Rewrite the stock market report between "Credit Suisse Group" and "the bourse today.", inclusive, swapping every "stocks" for "shares".

## Exercise passage
BEGIN

The Ho Chi Minh Stock Exchange closed on a lower note Wednesday as investors cashed in on yesterday’s rally, sharply selling blue chip stocks.

VN-Index, the gauge of 170 stocks on Vietnam’s main exchange in HCMC, inched down 1.7 points, 0.32 percent, to close at 536.11. Among its members, 83 stocks declined and 65 advanced.

Credit Suisse Group AG on September 2 said investors should sell Vietnamese stocks amid “excessive” valuations after the benchmark index jumped 71 percent this year and slowing bank credit will end the market’s outperformance.

“Investors’ sentiment was shaken a little by Credit Suisse’s warning. They sold stocks in the last three days, but yesterday started to buy more. We have seen more inflow of money into blue-chip stocks,” said an analyst of a HCMC-based brokerage, “Unlike some who are say that September is usually the month when the index slides, I think we will have a rally this month.”

Hoang Long Group (HLG), which engages in property development, taxi transportation, shipping, and natural resource exploration, became the 169th member of the bourse today.

The group, based in the Mekong Delta province of Long An, started trading almost 28.8 million shares at an initial price of VND30,000. The shares gained by the maximum limit for the first trading day of 20 percent, to VND36,000, valuing the company at more than VND1 trillion.

END

## Records provided
BEGIN

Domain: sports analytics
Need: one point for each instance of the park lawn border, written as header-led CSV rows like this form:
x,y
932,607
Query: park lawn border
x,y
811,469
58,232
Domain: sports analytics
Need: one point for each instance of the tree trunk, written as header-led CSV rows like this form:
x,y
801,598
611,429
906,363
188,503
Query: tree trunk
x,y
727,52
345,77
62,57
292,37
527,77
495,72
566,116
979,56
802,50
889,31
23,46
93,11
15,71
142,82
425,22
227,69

END

## Answer below
Credit Suisse Group AG on September 2 said investors should sell Vietnamese shares amid “excessive” valuations after the benchmark index jumped 71 percent this year and slowing bank credit will end the market’s outperformance.

“Investors’ sentiment was shaken a little by Credit Suisse’s warning. They sold shares in the last three days, but yesterday started to buy more. We have seen more inflow of money into blue-chip shares,” said an analyst of a HCMC-based brokerage, “Unlike some who are say that September is usually the month when the index slides, I think we will have a rally this month.”

Hoang Long Group (HLG), which engages in property development, taxi transportation, shipping, and natural resource exploration, became the 169th member of the bourse today.